- **DATA ROWS**:
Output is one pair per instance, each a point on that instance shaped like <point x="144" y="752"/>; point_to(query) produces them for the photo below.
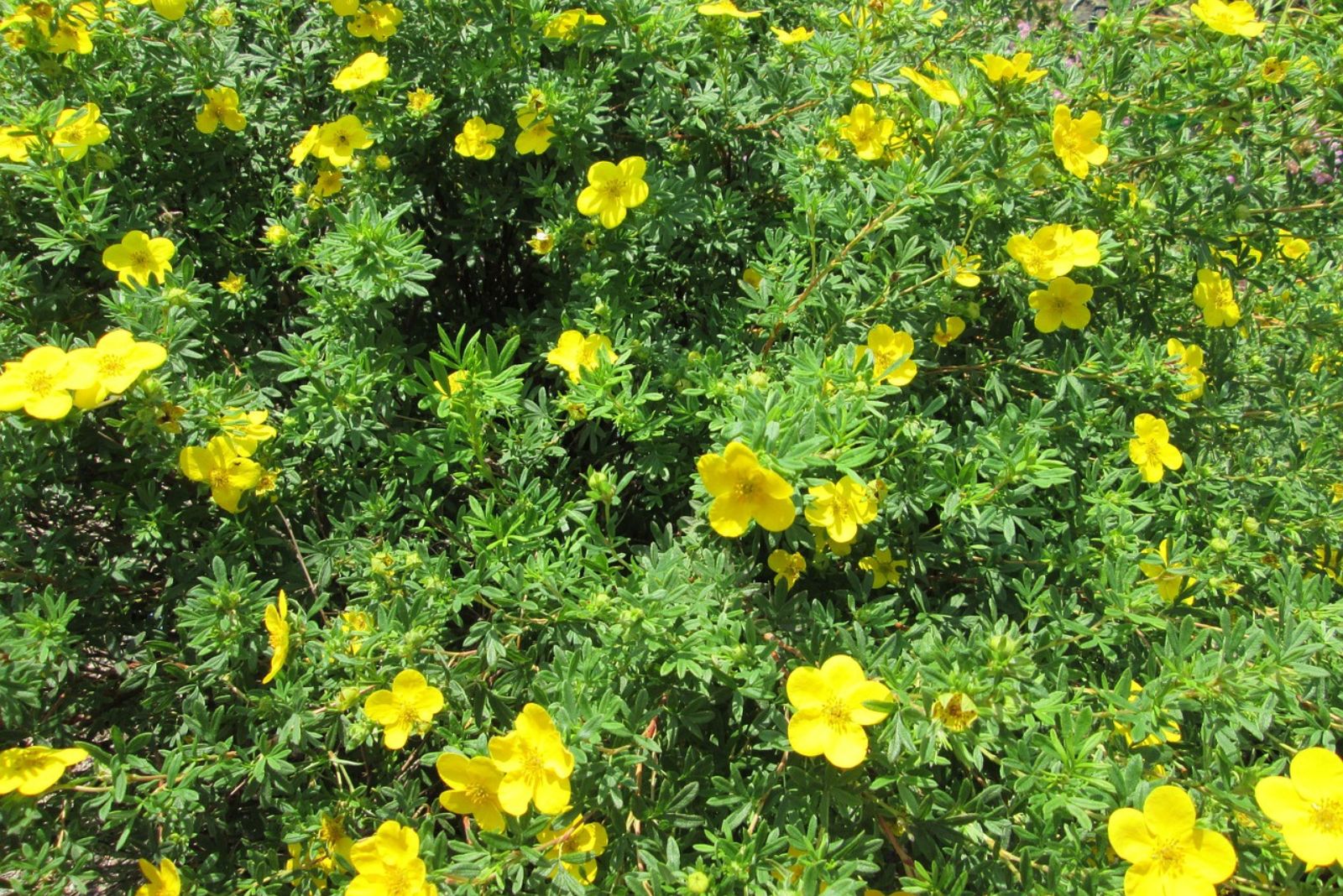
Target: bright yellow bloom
<point x="960" y="267"/>
<point x="77" y="130"/>
<point x="829" y="710"/>
<point x="1001" y="69"/>
<point x="787" y="566"/>
<point x="118" y="360"/>
<point x="1168" y="853"/>
<point x="1236" y="18"/>
<point x="339" y="140"/>
<point x="575" y="353"/>
<point x="379" y="22"/>
<point x="868" y="132"/>
<point x="277" y="632"/>
<point x="1275" y="70"/>
<point x="35" y="770"/>
<point x="883" y="568"/>
<point x="221" y="109"/>
<point x="1189" y="360"/>
<point x="165" y="880"/>
<point x="743" y="490"/>
<point x="1293" y="247"/>
<point x="535" y="763"/>
<point x="938" y="89"/>
<point x="15" y="143"/>
<point x="223" y="468"/>
<point x="389" y="862"/>
<point x="367" y="69"/>
<point x="1213" y="294"/>
<point x="411" y="703"/>
<point x="536" y="134"/>
<point x="473" y="789"/>
<point x="1168" y="732"/>
<point x="724" y="8"/>
<point x="564" y="26"/>
<point x="40" y="383"/>
<point x="575" y="848"/>
<point x="839" y="508"/>
<point x="138" y="258"/>
<point x="1152" y="450"/>
<point x="477" y="138"/>
<point x="948" y="331"/>
<point x="1054" y="250"/>
<point x="1061" y="302"/>
<point x="797" y="35"/>
<point x="613" y="190"/>
<point x="1309" y="806"/>
<point x="1074" y="141"/>
<point x="892" y="361"/>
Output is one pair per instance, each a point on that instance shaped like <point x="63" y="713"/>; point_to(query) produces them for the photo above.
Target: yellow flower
<point x="1168" y="853"/>
<point x="1061" y="302"/>
<point x="246" y="430"/>
<point x="277" y="632"/>
<point x="221" y="109"/>
<point x="1236" y="18"/>
<point x="165" y="880"/>
<point x="1213" y="294"/>
<point x="118" y="360"/>
<point x="960" y="267"/>
<point x="564" y="26"/>
<point x="613" y="190"/>
<point x="1189" y="360"/>
<point x="367" y="69"/>
<point x="379" y="22"/>
<point x="891" y="354"/>
<point x="743" y="490"/>
<point x="1054" y="250"/>
<point x="535" y="763"/>
<point x="724" y="8"/>
<point x="77" y="130"/>
<point x="787" y="566"/>
<point x="1309" y="806"/>
<point x="575" y="353"/>
<point x="884" y="570"/>
<point x="329" y="183"/>
<point x="473" y="789"/>
<point x="1293" y="247"/>
<point x="939" y="90"/>
<point x="868" y="133"/>
<point x="797" y="35"/>
<point x="1152" y="450"/>
<point x="829" y="710"/>
<point x="948" y="331"/>
<point x="35" y="770"/>
<point x="339" y="140"/>
<point x="389" y="862"/>
<point x="536" y="134"/>
<point x="839" y="508"/>
<point x="40" y="383"/>
<point x="411" y="703"/>
<point x="15" y="143"/>
<point x="477" y="138"/>
<point x="1168" y="732"/>
<point x="420" y="101"/>
<point x="1001" y="69"/>
<point x="1074" y="141"/>
<point x="138" y="258"/>
<point x="575" y="848"/>
<point x="223" y="468"/>
<point x="1275" y="70"/>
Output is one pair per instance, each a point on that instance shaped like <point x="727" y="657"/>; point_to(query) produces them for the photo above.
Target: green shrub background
<point x="532" y="539"/>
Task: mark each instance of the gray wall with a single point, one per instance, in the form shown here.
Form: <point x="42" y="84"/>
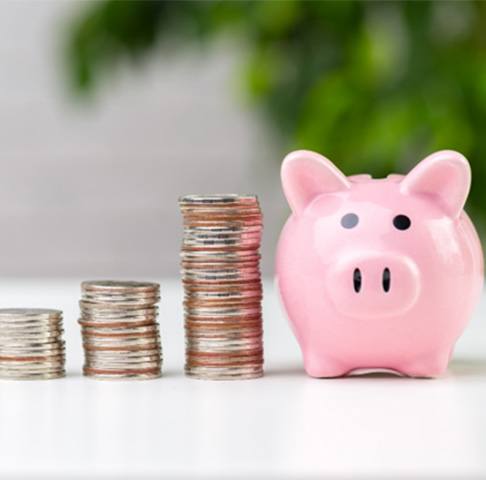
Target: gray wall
<point x="90" y="189"/>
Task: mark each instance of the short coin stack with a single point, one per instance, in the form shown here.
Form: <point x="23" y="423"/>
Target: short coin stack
<point x="31" y="344"/>
<point x="120" y="332"/>
<point x="222" y="283"/>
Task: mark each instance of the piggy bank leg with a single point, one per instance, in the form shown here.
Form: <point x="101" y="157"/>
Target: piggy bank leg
<point x="320" y="366"/>
<point x="429" y="366"/>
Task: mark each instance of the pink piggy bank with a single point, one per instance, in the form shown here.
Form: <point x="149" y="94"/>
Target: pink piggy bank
<point x="378" y="273"/>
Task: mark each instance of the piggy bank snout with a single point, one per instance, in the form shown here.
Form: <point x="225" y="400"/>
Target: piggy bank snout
<point x="372" y="285"/>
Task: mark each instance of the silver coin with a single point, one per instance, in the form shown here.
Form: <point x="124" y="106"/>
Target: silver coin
<point x="29" y="312"/>
<point x="119" y="285"/>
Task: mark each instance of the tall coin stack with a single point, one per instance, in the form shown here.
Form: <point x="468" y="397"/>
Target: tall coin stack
<point x="221" y="276"/>
<point x="120" y="332"/>
<point x="31" y="344"/>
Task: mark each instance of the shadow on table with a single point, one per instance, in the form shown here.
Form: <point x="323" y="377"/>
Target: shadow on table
<point x="468" y="367"/>
<point x="459" y="367"/>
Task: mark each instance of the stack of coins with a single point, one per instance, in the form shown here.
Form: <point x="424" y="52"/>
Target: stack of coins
<point x="31" y="344"/>
<point x="120" y="332"/>
<point x="222" y="284"/>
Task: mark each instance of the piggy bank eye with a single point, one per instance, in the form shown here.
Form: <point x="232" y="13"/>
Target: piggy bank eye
<point x="350" y="220"/>
<point x="401" y="222"/>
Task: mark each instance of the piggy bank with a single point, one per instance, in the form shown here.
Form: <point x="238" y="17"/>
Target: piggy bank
<point x="378" y="273"/>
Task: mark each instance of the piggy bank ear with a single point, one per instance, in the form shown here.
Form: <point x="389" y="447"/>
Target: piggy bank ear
<point x="305" y="175"/>
<point x="444" y="176"/>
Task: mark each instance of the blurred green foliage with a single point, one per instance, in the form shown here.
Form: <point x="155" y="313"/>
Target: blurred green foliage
<point x="375" y="86"/>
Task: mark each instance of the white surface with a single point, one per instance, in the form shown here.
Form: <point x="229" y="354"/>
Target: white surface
<point x="285" y="424"/>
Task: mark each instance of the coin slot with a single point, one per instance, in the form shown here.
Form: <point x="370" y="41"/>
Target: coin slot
<point x="357" y="280"/>
<point x="386" y="280"/>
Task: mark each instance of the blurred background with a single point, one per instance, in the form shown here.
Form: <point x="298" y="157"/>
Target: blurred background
<point x="111" y="110"/>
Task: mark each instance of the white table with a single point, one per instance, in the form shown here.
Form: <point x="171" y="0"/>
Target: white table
<point x="285" y="424"/>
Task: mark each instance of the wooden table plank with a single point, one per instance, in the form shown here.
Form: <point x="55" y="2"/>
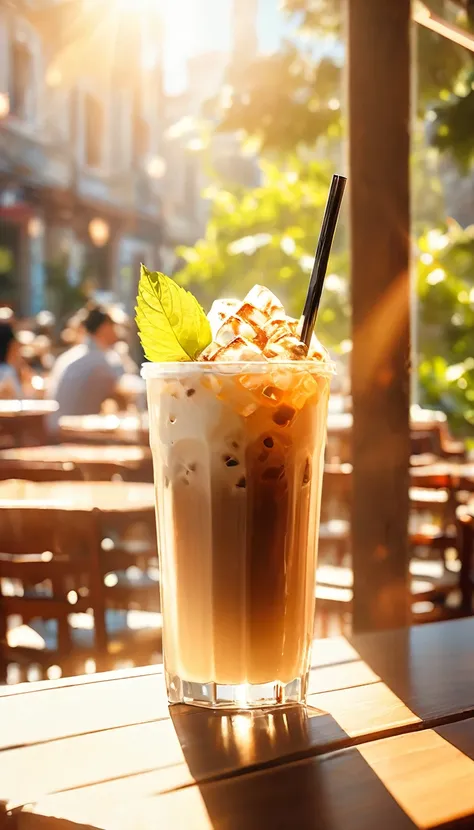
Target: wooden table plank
<point x="419" y="780"/>
<point x="119" y="728"/>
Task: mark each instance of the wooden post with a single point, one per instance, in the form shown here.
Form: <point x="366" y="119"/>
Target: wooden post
<point x="379" y="104"/>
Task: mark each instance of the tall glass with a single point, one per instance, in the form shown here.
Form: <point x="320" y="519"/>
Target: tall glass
<point x="238" y="463"/>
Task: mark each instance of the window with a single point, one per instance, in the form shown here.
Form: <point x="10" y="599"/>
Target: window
<point x="21" y="80"/>
<point x="141" y="138"/>
<point x="120" y="132"/>
<point x="94" y="124"/>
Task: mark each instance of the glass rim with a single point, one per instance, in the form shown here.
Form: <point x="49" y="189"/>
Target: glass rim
<point x="152" y="370"/>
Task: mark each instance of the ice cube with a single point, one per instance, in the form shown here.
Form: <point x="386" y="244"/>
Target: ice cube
<point x="234" y="327"/>
<point x="304" y="389"/>
<point x="276" y="328"/>
<point x="237" y="351"/>
<point x="239" y="327"/>
<point x="287" y="347"/>
<point x="210" y="351"/>
<point x="251" y="314"/>
<point x="264" y="300"/>
<point x="220" y="311"/>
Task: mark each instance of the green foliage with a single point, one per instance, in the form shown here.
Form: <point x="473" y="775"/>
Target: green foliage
<point x="268" y="235"/>
<point x="446" y="341"/>
<point x="172" y="325"/>
<point x="63" y="298"/>
<point x="285" y="100"/>
<point x="453" y="125"/>
<point x="289" y="101"/>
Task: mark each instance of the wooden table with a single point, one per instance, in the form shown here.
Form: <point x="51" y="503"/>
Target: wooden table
<point x="23" y="423"/>
<point x="121" y="428"/>
<point x="387" y="741"/>
<point x="94" y="462"/>
<point x="106" y="496"/>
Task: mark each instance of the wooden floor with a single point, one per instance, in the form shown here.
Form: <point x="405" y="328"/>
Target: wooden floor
<point x="387" y="741"/>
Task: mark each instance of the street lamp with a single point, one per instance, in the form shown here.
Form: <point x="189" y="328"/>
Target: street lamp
<point x="99" y="232"/>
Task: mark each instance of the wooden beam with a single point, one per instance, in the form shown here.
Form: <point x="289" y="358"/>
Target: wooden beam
<point x="379" y="104"/>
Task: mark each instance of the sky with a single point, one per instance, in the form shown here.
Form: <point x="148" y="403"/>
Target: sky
<point x="196" y="26"/>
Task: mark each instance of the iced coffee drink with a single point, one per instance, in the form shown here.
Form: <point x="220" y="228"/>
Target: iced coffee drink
<point x="238" y="438"/>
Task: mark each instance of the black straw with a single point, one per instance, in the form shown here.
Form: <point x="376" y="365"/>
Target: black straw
<point x="318" y="274"/>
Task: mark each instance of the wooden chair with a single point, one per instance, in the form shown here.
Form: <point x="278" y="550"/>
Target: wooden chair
<point x="37" y="471"/>
<point x="432" y="533"/>
<point x="53" y="564"/>
<point x="465" y="527"/>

- **WORK TO COMPLETE**:
From the line containing "Task: mark each instance of the wooden beam" to the last line of the material, please quote every line exactly and only those.

- **ANSWER FOR THE TASK**:
Task: mark each instance of the wooden beam with a single point, one per instance, in the form shown here.
Form: <point x="289" y="358"/>
Target: wooden beam
<point x="379" y="104"/>
Task: mark each instance of the sky with a single point, one per instance, in the form shown here.
Form: <point x="148" y="403"/>
Target: sky
<point x="196" y="26"/>
Task: mark each instance of the iced coffee drink with a single point, one per instance, in the form shown here.
Form: <point x="220" y="228"/>
Target: iced coffee drink
<point x="238" y="438"/>
Task: mark each instance of the black straw with a single point, one per instance, in the form shown here.
Form: <point x="376" y="365"/>
Target: black straw
<point x="318" y="274"/>
Task: mark each instance of the wooden chair with a single point, one per instance, in the form shown here.
Form: <point x="278" y="550"/>
Target: wooden chair
<point x="37" y="471"/>
<point x="432" y="533"/>
<point x="53" y="564"/>
<point x="465" y="527"/>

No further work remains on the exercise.